▸ Excerpt
◆ ◆ ◆ ◆ ◆ ◆ ◆
Page 8 suggests that the original lineup of Buckaroo's band was four other grad students from the Boston area (where M.I.T. is located): "Perfect Tommy" Abbott, "Reno" Salazar, "Rawhide" Tanner, and "Illinois Mongoose" Kawolski (though in "Return of the Screw" Part 1, Illinois Mongoose is said to be someone named Jimmy Oh). The band also appears to have gone through at least four different names before becoming the world-renowned Hong Kong Cavaliers: BB and the 4 Horsemen, Buckaroo and Hong Kong Crew, Banzai & the Beantown Cavaliers, and Buckaroo and the Hong Kong Howlers. (Regarding "Beantown", it is a nickname for Boston.)

 

Rawhide's nickname is probably intended ironically considering a "rawhide" is an animal skin which has not been tanned (the process of producing leather from animal hides) and his last name is Tanner.

 

Page 8 also implies that Audio Murphy and Buckaroo's mom became lovers.

 

Page 9 reveals that Buckaroo won the Nobel Prize for the OSCILLATION OVERTHRUSTER when he was 28 (even though the device doesn't work yet!).

 

As the Cavaliers join him on stage for a performance on page 9, Buckaroo shouts, "Gonna rock...rock solid...let's go through solid rock!" The "go through solid rock" line is a reference to what he'll soon do with the aid of the OSCILLATION OVERTHRUSTER in Across the 8th Dimension.

 

Buckaroo's double, Wilbur Turnbull, is from Butte, Montana.

 

On page 12, Buckaroo tells Wilbur that his heroes were Hank Williams and Albert Einstein. Hank Williams (1923-1953) was a country-western singer-songwriter and musician. We've already met the renowned theoretical physicist Albert Einstein in "A Tomb With a View", where he was also a friend of Buckaroo's father, the original Dr. Banzai.
◆ ◆ ◆ ◆ ◆ ◆ ◆
▸ Records provided
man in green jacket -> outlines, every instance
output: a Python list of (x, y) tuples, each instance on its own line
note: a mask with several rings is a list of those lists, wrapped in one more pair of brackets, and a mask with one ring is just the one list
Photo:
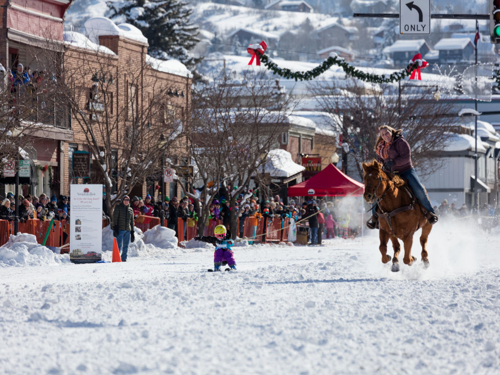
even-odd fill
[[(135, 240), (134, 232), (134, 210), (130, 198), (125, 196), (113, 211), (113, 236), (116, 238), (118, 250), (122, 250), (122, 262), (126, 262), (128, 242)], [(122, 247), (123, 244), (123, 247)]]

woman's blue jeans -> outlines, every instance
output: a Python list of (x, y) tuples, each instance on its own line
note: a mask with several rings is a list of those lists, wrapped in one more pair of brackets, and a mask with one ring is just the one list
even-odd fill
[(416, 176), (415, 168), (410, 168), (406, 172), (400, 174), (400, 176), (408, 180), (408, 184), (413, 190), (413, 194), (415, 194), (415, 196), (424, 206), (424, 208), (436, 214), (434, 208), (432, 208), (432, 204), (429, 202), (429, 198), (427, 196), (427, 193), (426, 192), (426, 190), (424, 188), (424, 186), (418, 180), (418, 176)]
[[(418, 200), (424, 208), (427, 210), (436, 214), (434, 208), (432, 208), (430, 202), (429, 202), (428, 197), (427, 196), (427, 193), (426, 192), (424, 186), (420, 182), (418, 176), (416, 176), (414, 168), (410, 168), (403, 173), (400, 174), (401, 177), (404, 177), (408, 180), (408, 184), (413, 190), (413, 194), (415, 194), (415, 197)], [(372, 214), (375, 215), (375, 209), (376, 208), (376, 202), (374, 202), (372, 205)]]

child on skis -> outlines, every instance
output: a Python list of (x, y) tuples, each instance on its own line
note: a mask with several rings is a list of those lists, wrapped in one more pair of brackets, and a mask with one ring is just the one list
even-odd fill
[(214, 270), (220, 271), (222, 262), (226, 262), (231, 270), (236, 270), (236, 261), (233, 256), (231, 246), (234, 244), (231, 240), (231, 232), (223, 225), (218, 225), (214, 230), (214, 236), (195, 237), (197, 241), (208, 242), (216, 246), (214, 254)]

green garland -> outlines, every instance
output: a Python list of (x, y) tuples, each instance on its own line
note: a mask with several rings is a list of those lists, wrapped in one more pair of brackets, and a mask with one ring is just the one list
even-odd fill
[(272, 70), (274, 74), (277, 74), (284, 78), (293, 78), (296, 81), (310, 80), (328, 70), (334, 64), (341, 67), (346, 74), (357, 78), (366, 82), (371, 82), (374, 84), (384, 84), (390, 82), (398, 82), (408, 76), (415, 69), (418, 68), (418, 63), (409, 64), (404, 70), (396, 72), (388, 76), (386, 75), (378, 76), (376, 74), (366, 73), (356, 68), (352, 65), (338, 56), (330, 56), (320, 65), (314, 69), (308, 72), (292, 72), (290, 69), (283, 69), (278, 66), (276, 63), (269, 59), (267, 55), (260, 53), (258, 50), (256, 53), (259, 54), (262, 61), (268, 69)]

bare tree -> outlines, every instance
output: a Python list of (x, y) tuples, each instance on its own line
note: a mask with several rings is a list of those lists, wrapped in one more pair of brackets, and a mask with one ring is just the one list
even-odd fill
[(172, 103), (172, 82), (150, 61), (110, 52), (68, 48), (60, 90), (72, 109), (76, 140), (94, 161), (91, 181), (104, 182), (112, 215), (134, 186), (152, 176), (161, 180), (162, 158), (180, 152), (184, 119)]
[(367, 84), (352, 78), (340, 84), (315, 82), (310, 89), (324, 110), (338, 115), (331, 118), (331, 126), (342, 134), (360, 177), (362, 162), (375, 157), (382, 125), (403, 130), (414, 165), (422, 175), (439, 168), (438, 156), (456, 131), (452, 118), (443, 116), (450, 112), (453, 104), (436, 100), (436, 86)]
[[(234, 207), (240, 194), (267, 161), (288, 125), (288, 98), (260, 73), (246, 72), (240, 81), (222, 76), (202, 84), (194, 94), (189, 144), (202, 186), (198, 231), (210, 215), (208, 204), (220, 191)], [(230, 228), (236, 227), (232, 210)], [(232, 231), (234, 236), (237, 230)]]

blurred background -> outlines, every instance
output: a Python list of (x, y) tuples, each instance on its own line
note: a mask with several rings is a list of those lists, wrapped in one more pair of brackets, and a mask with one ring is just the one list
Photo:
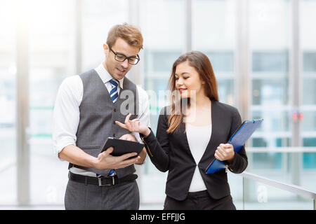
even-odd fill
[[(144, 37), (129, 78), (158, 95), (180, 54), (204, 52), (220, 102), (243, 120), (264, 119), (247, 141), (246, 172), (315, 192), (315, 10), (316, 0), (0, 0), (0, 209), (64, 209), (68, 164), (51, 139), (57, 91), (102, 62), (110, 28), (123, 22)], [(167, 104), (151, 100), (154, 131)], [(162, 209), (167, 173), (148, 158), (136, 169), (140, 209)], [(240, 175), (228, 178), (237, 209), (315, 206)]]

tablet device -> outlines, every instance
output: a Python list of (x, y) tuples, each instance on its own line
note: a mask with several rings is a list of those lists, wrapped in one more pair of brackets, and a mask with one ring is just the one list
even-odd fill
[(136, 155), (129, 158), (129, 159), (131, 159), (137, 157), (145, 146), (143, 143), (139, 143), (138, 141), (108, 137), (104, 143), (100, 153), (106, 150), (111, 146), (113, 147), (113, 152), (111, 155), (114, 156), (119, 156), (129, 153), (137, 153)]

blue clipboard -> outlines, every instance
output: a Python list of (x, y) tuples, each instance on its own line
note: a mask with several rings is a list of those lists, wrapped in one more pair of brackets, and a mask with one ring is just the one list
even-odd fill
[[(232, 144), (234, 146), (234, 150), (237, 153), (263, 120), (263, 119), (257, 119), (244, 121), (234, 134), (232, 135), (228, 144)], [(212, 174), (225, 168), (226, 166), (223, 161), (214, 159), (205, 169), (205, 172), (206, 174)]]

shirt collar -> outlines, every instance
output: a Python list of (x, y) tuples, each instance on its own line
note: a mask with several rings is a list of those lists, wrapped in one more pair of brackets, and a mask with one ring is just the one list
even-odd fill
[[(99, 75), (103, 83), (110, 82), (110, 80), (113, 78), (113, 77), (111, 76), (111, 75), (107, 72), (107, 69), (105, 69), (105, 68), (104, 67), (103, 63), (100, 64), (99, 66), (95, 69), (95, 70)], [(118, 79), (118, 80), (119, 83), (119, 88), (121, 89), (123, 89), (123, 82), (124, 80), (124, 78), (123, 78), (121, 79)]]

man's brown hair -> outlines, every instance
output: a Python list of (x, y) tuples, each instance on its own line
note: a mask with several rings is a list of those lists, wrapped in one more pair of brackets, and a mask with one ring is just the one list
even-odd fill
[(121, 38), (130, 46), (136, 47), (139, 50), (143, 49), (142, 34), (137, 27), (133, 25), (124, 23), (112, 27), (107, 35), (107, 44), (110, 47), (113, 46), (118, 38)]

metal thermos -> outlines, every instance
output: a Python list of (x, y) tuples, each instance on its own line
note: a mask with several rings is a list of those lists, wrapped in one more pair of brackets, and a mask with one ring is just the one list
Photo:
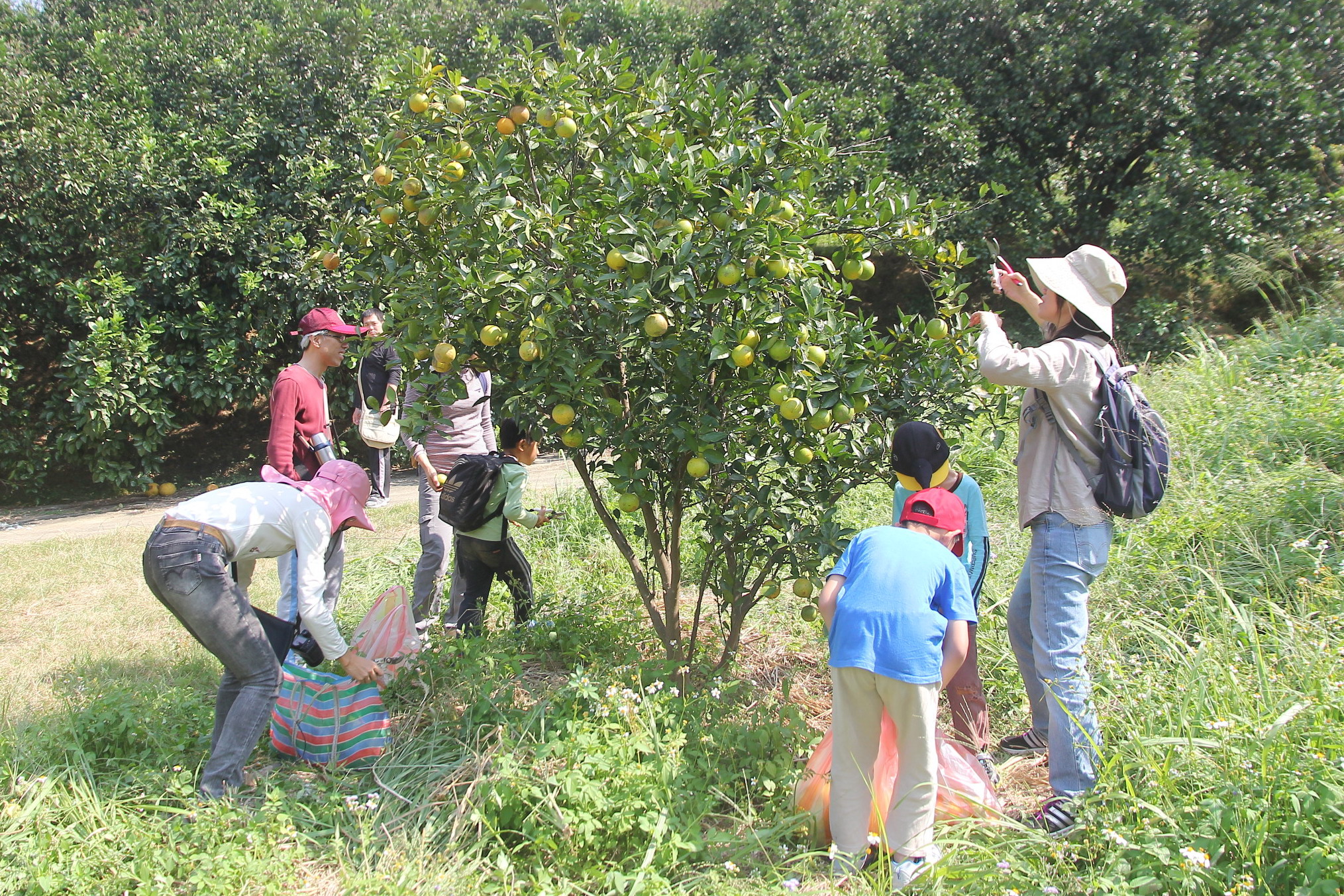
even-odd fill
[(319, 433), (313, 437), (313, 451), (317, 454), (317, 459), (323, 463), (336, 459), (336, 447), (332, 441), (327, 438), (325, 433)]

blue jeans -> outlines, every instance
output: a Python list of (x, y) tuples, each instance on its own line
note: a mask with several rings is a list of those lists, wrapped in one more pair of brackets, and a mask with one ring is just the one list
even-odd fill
◆ ◆ ◆ ◆ ◆ ◆ ◆
▸ Task requirements
Write out the Buckaroo Banzai notes again in full, word for word.

▸ Answer space
Page 8 suggests that the original lineup of Buckaroo's band was four other grad students from the Boston area (where M.I.T. is located): "Perfect Tommy" Abbott, "Reno" Salazar, "Rawhide" Tanner, and "Illinois Mongoose" Kawolski (though in "Return of the Screw" Part 1, Illinois Mongoose is said to be someone named Jimmy Oh). The band also appears to have gone through at least four different names before becoming the world-renowned Hong Kong Cavaliers: BB and the 4 Horsemen, Buckaroo and Hong Kong Crew, Banzai & the Beantown Cavaliers, and Buckaroo and the Hong Kong Howlers. (Regarding "Beantown", it is a nickname for Boston.)

 

Rawhide's nickname is probably intended ironically considering a "rawhide" is an animal skin which has not been tanned (the process of producing leather from animal hides) and his last name is Tanner.

 

Page 8 also implies that Audio Murphy and Buckaroo's mom became lovers.

 

Page 9 reveals that Buckaroo won the Nobel Prize for the OSCILLATION OVERTHRUSTER when he was 28 (even though the device doesn't work yet!).

 

As the Cavaliers join him on stage for a performance on page 9, Buckaroo shouts, "Gonna rock...rock solid...let's go through solid rock!" The "go through solid rock" line is a reference to what he'll soon do with the aid of the OSCILLATION OVERTHRUSTER in Across the 8th Dimension.

 

Buckaroo's double, Wilbur Turnbull, is from Butte, Montana.

 

On page 12, Buckaroo tells Wilbur that his heroes were Hank Williams and Albert Einstein. Hank Williams (1923-1953) was a country-western singer-songwriter and musician. We've already met the renowned theoretical physicist Albert Einstein in "A Tomb With a View", where he was also a friend of Buckaroo's father, the original Dr. Banzai.